• Okunacak metin:
◆ ◆ ◆
Colombo siyaset kurumunun tüm partilerine karşı çıkan SEP, işçileri, gençleri ve kır yoksullarını kendi adaylarına oy vermeye ve uluslararası sosyalist bir perspektif temelinde bir işçi-köylü hükümeti uğruna mücadeleye girişmeye çağırıyor. Biz, Tamil, Sinhala ve Müslüman işçilerin birliği için mücadele ediyor ve yalnızca işçi sınıfını bölmeyi ve kapitalist egemenliği ayakta tutmayı amaçlayan milliyetçiliğin ve toplulukçuluğun bütün biçimlerine karşı çıkıyoruz.

SEP’in programı aşağıdaki temel maddelere dayanmaktadır:

Emperyalist savaşa karşı!

Sirisena-Wickremesinghe hükümeti, emekçilerin arkasından, ülkeyi ABD’nin savaş yönelimine bağlamış durumda. ABD ve Hindistan savaş gemileri adanın limanlarına sık sık girip çıkıyor ve ABD Pasifik Komutanlığı Sri Lanka’nın deniz kuvvetleri askerlerini ve deniz piyadelerini eğitiyor. Hindistan, Narendra Modi yönetimi altında, ABD’nin Çin’e karşı stratejik hamlelerinin bir cephe devleti haline gelmiş durumda. Herhangi bir çatışma durumunda, Sri Lanka, ABD ordusu için bir sıçrama rampası olacaktır.

Seçimlere katılan SEP dışında hiçbir parti, savaş tehlikesinin adını bile anmıyor. Onların hepsi, emekçileri bu tür bir tehdidin var olmadığına inandırmaya çalışıyor. SEP, Dördüncü Enternasyonal’in Uluslararası Komitesi’ndeki (DEUK) kardeş partileri ile birlikte, emperyalist savaşa karşı uluslararası sosyalist bir işçi sınıfı hareketi inşa etmek için mücadele ediyor.

Demokratik hakları savunun!
◆ ◆ ◆
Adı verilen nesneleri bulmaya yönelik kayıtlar
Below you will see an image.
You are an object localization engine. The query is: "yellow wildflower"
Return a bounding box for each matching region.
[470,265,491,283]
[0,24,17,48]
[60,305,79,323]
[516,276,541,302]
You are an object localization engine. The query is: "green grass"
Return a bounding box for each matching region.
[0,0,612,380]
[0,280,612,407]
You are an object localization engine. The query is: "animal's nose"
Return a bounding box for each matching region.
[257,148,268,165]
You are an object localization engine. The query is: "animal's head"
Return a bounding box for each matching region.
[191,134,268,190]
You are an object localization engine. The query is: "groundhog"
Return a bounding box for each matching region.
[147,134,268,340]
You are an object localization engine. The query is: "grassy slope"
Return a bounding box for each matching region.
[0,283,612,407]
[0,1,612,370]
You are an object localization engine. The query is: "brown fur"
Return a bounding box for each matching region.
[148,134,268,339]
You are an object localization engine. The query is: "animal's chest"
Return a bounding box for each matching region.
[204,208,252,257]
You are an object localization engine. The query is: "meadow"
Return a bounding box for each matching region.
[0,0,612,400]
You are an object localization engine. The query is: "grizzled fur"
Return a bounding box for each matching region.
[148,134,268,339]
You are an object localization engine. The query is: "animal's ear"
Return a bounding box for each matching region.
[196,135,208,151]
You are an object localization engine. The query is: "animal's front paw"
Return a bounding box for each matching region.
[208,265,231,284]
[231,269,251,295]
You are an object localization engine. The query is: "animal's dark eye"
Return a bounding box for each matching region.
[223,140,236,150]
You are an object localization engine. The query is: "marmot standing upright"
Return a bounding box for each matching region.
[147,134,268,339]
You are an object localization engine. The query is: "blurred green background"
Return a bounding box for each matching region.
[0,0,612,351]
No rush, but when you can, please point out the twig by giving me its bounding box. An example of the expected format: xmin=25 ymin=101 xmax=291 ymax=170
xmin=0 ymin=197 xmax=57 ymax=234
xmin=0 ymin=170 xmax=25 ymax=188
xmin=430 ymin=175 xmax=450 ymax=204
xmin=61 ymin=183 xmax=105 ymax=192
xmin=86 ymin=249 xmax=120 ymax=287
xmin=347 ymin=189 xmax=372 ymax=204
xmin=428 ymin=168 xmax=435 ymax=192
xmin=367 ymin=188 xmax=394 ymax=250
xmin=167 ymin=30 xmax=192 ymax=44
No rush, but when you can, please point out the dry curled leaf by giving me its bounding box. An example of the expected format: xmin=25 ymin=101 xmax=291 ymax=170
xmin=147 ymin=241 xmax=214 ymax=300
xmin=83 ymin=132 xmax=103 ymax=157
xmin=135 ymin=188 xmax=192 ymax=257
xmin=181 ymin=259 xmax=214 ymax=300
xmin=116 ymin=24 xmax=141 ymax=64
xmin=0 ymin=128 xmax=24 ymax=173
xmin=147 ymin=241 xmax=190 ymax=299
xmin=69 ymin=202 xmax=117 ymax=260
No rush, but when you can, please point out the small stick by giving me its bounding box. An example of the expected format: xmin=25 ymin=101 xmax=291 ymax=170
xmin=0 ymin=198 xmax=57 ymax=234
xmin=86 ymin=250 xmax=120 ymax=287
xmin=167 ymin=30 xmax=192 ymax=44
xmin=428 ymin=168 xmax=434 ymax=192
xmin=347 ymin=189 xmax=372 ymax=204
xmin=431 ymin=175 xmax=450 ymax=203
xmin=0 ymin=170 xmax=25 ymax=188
◆ ◆ ◆
• Yapılacak görevler:
A: SEP programı metnine göre aşağıdaki soruları yanıtlayın:
(i) SEP hangi işçilerin birliği için mücadele ediyor?
(ii) ABD Pasifik Komutanlığı Sri Lanka'da kimleri eğitiyor?
(iii) SEP, emperyalist savaşa karşı hareketi kimlerle birlikte inşa etmek için mücadele ediyor?
B: Lütfen SEP programı metninde adı geçen bütün ülkeleri sıralayın.
C: SEP programı metnini kaldığı yerden devam ettirin.

• Yazılı yanıtlar:
A:
(i) Tamil, Sinhala ve Müslüman işçilerin birliği için.
(ii) Sri Lanka'nın deniz kuvvetleri askerlerini ve deniz piyadelerini.
(iii) Dördüncü Enternasyonal'in Uluslararası Komitesi'ndeki (DEUK) kardeş partileriyle.

B: Sri Lanka, ABD, Hindistan, Çin

C:
Sirisena-Wickremesinghe hükümeti, emekçilere ve gençliğe karşı giderek artan oranda polis devleti önlemlerine başvuruyor. Hükümet, işçilere karşı yalnızca mevcut olağanüstü hal yasalarını kullanmakla kalmıyor; Terörle Mücadele Kanunu’nun yerine çok daha acımasız yasaları geçirmeye hazırlanıyor ve web sitelerini ve sosyal medyayı sansürleme tehdidinde bulunuyor.

Bu, uluslararası bir olgunun parçasıdır. ABD’de, Trump yönetimi, göçmenlere karşı bir cadı avı yürütüyor ve internet erişimine sınırlamalar getirmeye çalışıyor. Avrupa’da, İspanyol hükümeti, Katalan kitlelerin demokratik haklarını bastırmak için dikta anayasasına başvuruyor.

Sri Lanka’da ise, parlamento, demokratik hakları savunmak için değil ama otokratik yönetim biçimlerini desteklemek ve Budizmin ve Sinhala dilinin öncelikli yerini yücelten topluluksal anayasası sürdürmek için, oybirliğiyle, sahte bir kurucu meclis oluşturmadan yana oy kullandı.

İşçi sınıfı, dine, dile, kasta ve cinsiyete dayalı tüm ayrımcılıklara son veren ve tüm baskıcı yasaları ve uygulamaları ortadan kaldıran yeni bir anayasa hazırlamak üzere, doğrudan halk oyuyla seçilmiş gerçek bir kurucu meclis çağrısı için inisiyatif almalıdır.

Bağımsız bir işçi sınıfı hareketi inşa edin!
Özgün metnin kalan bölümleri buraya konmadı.